◆ Exercise
Your answer must be an exact copy of the records, with no pictures included.

◆ Provided material
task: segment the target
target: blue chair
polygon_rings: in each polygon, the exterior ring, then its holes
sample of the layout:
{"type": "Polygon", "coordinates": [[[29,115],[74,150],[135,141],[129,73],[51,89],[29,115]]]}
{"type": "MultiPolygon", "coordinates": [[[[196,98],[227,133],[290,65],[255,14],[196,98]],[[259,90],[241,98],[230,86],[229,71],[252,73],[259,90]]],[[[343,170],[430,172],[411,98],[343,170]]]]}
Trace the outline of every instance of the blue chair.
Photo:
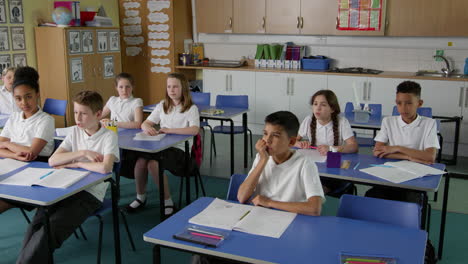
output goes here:
{"type": "MultiPolygon", "coordinates": [[[[192,101],[194,104],[197,106],[199,105],[210,105],[211,103],[211,93],[201,93],[201,92],[190,92],[192,96],[192,101]]],[[[210,134],[211,134],[211,145],[210,147],[213,148],[214,155],[216,156],[216,144],[214,141],[214,134],[213,134],[213,128],[208,124],[208,121],[202,120],[200,122],[200,127],[208,127],[210,129],[210,134]]],[[[203,144],[205,144],[205,133],[203,133],[203,144]]],[[[213,158],[211,156],[212,152],[210,150],[210,166],[213,163],[213,158]]]]}
{"type": "Polygon", "coordinates": [[[421,223],[416,203],[347,194],[341,196],[337,216],[418,229],[421,223]]]}
{"type": "Polygon", "coordinates": [[[46,98],[42,111],[50,115],[63,116],[65,127],[67,127],[67,100],[46,98]]]}
{"type": "MultiPolygon", "coordinates": [[[[361,104],[361,108],[364,107],[364,104],[361,104]]],[[[381,118],[382,117],[382,104],[369,104],[369,108],[371,110],[370,118],[381,118]]],[[[354,110],[354,105],[351,102],[347,102],[345,106],[345,114],[352,113],[354,110]]],[[[373,138],[362,138],[357,137],[356,133],[354,133],[356,137],[356,141],[360,147],[373,147],[375,145],[374,138],[376,136],[376,130],[374,130],[374,137],[373,138]]]]}
{"type": "MultiPolygon", "coordinates": [[[[249,97],[247,95],[218,95],[216,96],[216,108],[223,107],[232,107],[232,108],[249,108],[249,97]]],[[[243,134],[243,126],[234,126],[233,134],[243,134]]],[[[252,131],[247,128],[247,132],[250,135],[250,156],[253,157],[253,147],[252,147],[252,131]]],[[[218,134],[231,134],[231,126],[223,125],[221,121],[220,126],[215,126],[213,128],[213,133],[218,134]]],[[[214,142],[214,141],[213,141],[214,142]]]]}
{"type": "Polygon", "coordinates": [[[237,191],[239,190],[239,186],[244,182],[245,178],[247,178],[247,174],[233,174],[231,176],[231,180],[229,181],[229,189],[226,195],[226,200],[229,201],[236,201],[237,200],[237,191]]]}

◆ Reply to the exercise
task: segment the target
target: blue chair
polygon_rings: in each polygon, the exterior ring, then its holes
sample of the layout:
{"type": "Polygon", "coordinates": [[[29,115],[74,150],[135,141],[129,73],[51,89],[29,115]]]}
{"type": "MultiPolygon", "coordinates": [[[[196,98],[227,133],[290,65],[255,14],[196,98]],[[259,90],[241,98],[230,86],[229,71],[252,73],[259,90]]],[[[343,170],[430,172],[411,98],[343,170]]]]}
Trace the outline of every instance of the blue chair.
Photo:
output goes here:
{"type": "MultiPolygon", "coordinates": [[[[192,101],[194,104],[197,106],[199,105],[210,105],[211,103],[211,93],[201,93],[201,92],[190,92],[192,96],[192,101]]],[[[210,134],[211,134],[211,145],[210,147],[213,148],[214,155],[216,156],[216,144],[214,141],[214,134],[213,134],[213,128],[208,124],[208,121],[202,120],[200,122],[200,127],[208,127],[210,129],[210,134]]],[[[203,144],[205,144],[205,133],[203,133],[203,144]]],[[[213,158],[211,156],[212,152],[210,150],[210,166],[213,163],[213,158]]]]}
{"type": "Polygon", "coordinates": [[[421,223],[416,203],[347,194],[341,196],[337,216],[418,229],[421,223]]]}
{"type": "Polygon", "coordinates": [[[46,98],[42,111],[50,115],[63,116],[65,127],[67,127],[67,100],[46,98]]]}
{"type": "MultiPolygon", "coordinates": [[[[361,104],[361,108],[364,107],[364,104],[361,104]]],[[[381,118],[382,117],[382,104],[369,104],[369,108],[371,110],[370,118],[381,118]]],[[[354,110],[354,105],[351,102],[347,102],[345,106],[345,114],[352,113],[354,110]]],[[[373,138],[362,138],[357,137],[356,133],[354,133],[356,137],[356,141],[360,147],[373,147],[375,145],[374,138],[376,136],[376,130],[374,130],[374,137],[373,138]]]]}
{"type": "MultiPolygon", "coordinates": [[[[249,97],[247,95],[218,95],[216,96],[216,108],[223,107],[232,107],[232,108],[249,108],[249,97]]],[[[243,134],[243,126],[234,126],[233,134],[243,134]]],[[[252,131],[247,128],[247,132],[250,135],[250,156],[253,157],[253,147],[252,147],[252,131]]],[[[218,134],[231,134],[231,126],[223,125],[221,121],[220,126],[215,126],[213,128],[213,133],[218,134]]],[[[214,142],[214,141],[213,141],[214,142]]]]}
{"type": "Polygon", "coordinates": [[[237,191],[239,190],[239,186],[244,182],[245,178],[247,178],[247,174],[233,174],[231,176],[231,180],[229,181],[229,189],[226,195],[226,200],[229,201],[236,201],[237,200],[237,191]]]}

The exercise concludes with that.